**Task statement**
Transcribe each of the entries exactly.

**Records shown**
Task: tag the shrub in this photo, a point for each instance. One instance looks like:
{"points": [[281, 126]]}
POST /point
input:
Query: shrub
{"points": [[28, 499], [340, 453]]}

**Solution to this task**
Task: tag the shrub in this photo, a point for each instance. One instance looks like:
{"points": [[281, 126]]}
POST /point
input:
Query: shrub
{"points": [[28, 499], [340, 453]]}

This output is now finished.